_YOUR INSTRUCTIONS:_ How many lines in the listing below contain the word "element"? Reply with the number only.

_SUPPLIED ENTRIES:_
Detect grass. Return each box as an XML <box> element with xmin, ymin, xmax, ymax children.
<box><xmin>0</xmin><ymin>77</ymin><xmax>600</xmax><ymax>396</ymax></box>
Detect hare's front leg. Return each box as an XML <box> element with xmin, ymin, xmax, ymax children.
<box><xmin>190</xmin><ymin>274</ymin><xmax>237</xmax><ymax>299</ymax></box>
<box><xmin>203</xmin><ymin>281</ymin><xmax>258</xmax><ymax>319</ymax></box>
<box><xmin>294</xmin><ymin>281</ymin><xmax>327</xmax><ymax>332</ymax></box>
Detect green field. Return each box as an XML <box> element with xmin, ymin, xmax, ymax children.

_OUTPUT OF THE EXERCISE:_ 3